> **TEXT SHOWN**:
____

New law to ensure furloughed employees receive full redundancy payments
Furloughed employees who are then made redundant will receive redundancy pay based on their normal wage, under new laws being brought in today.
Throughout the pandemic, the government has urged businesses to do right by their employees and pay those being made redundant based on their normal wage, rather than their furlough pay, which is often less.
The majority of businesses have done so, however, there are a minority who have not.
Today the government will bring in legislation to protect workers and ensure all furloughed employees who are being made redundant receive their full entitlement.
Employees with more than two years’ continuous service who are made redundant are usually entitled to a statutory redundancy payment that is based on length of service, age and pay, up to a statutory maximum.
This legislation, which will come into force from tomorrow, will ensure that employees who are furloughed receive statutory redundancy pay based on their normal wages, rather than a reduced furlough rate.
Business Secretary Alok Sharma said: “The government is doing everything it can to protect people’s livelihoods, and we are supporting more than nine million jobs through the Coronavirus Job Retention Scheme.

____

> **TASK LIST**:
[1] According to the announcement on redundancy pay for furloughed employees, how long must employees have worked continuously to usually qualify for a statutory redundancy payment?
[2] Continue the announcement on redundancy pay for furloughed employees from the point where it stops.

____

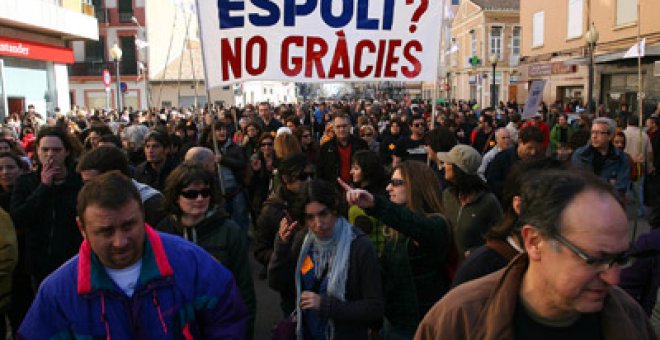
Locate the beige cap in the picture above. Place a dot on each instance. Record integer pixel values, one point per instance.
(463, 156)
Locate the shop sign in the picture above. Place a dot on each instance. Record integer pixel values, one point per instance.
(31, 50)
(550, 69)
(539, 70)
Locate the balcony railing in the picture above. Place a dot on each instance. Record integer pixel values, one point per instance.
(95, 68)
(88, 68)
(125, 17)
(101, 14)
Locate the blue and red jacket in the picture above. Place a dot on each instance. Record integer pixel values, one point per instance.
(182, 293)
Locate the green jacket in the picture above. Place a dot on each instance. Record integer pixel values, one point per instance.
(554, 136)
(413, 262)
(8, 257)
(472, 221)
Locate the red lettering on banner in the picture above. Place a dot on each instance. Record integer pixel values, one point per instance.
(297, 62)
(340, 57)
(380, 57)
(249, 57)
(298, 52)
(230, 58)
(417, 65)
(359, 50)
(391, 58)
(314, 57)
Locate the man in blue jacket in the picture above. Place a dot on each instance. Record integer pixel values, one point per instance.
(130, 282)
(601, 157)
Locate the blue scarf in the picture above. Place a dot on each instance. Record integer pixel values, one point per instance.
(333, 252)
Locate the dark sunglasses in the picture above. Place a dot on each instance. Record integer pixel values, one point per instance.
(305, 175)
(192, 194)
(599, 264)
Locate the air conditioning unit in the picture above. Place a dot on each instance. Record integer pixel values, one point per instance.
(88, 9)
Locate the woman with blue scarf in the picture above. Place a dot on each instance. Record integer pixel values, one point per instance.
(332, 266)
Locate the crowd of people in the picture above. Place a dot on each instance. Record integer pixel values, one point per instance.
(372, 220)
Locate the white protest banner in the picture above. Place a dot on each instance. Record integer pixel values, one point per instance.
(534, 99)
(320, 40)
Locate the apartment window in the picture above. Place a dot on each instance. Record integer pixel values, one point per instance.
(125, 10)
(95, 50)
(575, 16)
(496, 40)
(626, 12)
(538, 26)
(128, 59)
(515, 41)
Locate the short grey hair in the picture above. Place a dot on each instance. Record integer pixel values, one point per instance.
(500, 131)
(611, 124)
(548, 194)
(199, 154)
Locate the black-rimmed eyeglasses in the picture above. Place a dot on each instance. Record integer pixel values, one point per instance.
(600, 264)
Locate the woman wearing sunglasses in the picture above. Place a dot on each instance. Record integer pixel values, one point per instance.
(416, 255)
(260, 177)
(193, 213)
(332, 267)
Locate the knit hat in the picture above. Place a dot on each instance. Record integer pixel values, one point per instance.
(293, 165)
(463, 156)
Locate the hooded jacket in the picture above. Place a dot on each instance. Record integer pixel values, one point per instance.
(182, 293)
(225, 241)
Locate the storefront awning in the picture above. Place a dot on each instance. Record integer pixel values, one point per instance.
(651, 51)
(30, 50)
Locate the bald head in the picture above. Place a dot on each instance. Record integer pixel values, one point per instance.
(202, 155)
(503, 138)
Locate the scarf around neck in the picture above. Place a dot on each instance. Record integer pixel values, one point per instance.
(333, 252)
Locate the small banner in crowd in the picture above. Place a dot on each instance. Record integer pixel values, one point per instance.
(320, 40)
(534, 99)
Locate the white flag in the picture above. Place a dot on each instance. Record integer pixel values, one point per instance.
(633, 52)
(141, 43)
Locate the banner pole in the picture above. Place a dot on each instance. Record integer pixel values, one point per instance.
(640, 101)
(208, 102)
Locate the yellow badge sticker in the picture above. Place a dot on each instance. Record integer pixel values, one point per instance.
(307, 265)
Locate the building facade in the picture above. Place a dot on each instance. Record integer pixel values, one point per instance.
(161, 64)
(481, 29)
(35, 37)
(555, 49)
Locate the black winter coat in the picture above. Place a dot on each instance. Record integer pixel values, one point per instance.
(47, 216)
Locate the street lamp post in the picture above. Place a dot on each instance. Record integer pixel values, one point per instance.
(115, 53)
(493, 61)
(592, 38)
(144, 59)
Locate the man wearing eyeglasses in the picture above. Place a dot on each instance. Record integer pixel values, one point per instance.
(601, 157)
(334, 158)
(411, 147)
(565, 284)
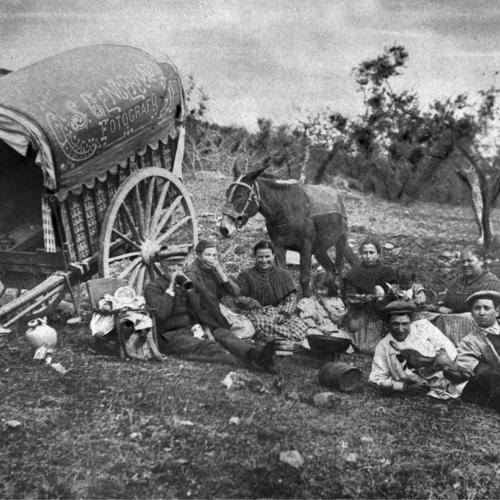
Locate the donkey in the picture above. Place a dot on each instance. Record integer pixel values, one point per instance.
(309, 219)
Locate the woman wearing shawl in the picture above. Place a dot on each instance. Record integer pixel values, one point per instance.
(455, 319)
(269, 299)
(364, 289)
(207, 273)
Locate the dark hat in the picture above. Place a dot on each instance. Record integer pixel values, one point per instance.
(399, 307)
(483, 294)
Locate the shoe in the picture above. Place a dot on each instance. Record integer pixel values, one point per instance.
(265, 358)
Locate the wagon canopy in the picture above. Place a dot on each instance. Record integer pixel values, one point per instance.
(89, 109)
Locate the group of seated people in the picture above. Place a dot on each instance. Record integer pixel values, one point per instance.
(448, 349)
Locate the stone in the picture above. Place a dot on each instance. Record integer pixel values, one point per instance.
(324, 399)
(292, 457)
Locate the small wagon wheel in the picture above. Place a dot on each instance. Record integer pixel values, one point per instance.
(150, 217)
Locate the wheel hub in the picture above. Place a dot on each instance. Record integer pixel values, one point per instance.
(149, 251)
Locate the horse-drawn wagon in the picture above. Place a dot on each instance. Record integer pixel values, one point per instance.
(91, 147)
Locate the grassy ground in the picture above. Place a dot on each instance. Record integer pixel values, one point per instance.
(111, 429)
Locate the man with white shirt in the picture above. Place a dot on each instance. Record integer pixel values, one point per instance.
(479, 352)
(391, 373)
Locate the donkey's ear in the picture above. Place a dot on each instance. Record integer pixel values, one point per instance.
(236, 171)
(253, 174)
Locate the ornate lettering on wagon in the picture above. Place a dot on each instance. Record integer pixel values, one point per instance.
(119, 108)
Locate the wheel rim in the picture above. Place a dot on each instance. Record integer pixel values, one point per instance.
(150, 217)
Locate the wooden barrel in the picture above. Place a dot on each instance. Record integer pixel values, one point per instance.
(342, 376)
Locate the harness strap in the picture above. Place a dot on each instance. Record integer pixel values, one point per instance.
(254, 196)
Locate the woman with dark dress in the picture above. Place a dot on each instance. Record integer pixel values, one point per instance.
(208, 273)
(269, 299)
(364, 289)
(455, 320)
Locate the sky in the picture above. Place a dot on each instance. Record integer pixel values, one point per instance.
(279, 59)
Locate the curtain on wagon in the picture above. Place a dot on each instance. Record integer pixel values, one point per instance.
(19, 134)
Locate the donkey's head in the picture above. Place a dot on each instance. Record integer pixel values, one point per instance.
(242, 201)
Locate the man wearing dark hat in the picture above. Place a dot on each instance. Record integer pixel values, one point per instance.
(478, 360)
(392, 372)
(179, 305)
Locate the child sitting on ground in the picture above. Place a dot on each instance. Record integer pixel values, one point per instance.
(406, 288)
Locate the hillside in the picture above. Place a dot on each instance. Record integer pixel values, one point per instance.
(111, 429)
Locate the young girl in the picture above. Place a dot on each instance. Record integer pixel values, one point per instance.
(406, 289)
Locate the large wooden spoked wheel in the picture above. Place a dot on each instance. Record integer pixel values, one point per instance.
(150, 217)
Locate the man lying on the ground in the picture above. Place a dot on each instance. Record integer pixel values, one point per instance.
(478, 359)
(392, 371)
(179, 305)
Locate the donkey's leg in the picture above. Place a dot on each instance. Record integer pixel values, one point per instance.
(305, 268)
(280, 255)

____

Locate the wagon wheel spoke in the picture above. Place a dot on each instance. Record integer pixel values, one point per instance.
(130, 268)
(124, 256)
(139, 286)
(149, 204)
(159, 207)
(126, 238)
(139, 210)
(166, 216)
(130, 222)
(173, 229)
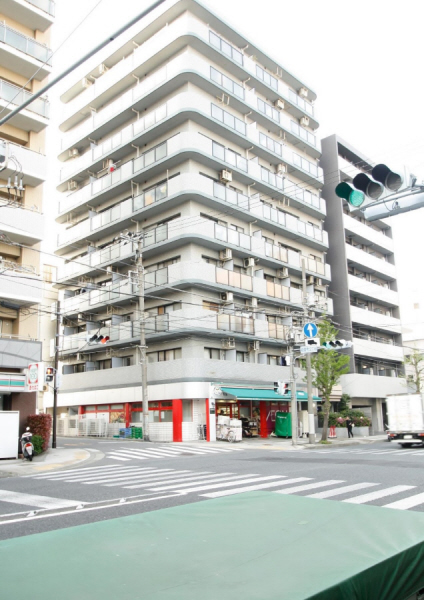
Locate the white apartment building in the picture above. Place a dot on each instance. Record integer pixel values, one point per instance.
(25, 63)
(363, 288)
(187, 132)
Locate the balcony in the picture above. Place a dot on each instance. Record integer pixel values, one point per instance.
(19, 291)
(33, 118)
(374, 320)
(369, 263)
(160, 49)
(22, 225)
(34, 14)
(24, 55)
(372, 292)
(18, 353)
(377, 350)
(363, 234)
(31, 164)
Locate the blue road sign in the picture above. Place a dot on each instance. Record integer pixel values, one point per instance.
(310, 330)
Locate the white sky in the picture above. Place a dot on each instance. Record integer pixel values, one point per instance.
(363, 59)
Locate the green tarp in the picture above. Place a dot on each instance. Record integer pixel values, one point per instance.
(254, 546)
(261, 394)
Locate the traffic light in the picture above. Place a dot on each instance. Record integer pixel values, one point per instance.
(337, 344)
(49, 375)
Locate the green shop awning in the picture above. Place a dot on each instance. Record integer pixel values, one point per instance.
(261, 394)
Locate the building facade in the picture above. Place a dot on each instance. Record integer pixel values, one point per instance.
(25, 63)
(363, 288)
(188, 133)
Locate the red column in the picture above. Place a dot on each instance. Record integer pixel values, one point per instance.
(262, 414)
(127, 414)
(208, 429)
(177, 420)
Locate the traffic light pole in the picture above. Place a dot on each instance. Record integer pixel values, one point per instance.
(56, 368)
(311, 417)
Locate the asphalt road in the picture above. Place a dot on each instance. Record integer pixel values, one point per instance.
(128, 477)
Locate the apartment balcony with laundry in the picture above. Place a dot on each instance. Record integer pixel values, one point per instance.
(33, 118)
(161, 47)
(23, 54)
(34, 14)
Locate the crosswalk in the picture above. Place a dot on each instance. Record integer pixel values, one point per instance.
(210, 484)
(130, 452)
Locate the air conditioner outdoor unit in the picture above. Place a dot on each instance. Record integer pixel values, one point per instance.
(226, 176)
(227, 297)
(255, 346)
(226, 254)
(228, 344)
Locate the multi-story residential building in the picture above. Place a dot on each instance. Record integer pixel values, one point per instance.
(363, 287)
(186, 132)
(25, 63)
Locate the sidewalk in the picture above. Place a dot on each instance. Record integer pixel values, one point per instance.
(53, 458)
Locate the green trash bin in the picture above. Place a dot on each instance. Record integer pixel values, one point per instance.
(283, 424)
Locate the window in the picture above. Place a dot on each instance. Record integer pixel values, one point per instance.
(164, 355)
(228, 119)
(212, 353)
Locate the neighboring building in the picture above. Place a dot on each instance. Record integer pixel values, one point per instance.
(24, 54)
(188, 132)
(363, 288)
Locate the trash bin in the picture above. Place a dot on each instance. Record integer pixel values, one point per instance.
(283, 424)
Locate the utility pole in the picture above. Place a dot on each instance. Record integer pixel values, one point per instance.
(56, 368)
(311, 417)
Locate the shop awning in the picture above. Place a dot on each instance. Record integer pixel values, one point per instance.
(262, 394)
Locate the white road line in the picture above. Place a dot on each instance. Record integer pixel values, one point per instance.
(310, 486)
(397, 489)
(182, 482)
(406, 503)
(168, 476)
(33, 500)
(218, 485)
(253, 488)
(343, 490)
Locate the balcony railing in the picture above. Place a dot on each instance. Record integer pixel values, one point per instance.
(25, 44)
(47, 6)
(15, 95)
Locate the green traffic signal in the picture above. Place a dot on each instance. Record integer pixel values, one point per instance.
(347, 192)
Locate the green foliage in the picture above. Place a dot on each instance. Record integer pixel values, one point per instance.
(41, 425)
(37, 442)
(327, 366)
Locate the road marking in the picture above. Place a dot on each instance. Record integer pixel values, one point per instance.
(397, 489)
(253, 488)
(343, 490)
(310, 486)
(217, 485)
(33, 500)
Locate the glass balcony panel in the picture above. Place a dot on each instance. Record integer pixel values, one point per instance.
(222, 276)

____

> **PER-TASK ANSWERS**:
[1] More than two years.

[2]
“We urge employers to do everything they can to avoid making redundancies, but where this is unavoidable it is important that employees receive the payments they are rightly entitled to.
“New laws will ensure furloughed employees are not short-changed and are paid their full redundancy pay entitlement – providing some reassurance in an undeniably testing time.”
These changes will also apply to Statutory Notice Pay, which is where employees must be given a notice period before their employment ends, varying from at least one week’s notice up to 12 weeks’ notice, depending on how long they have worked for their employer. During this notice period, employees must be paid.
This legislation will also ensure that notice pay is based on normal wages rather than their wages under the CJRS.
Other changes coming into force will ensure basic awards for unfair dismissal cases are based on full pay rather than wages under the CJRS.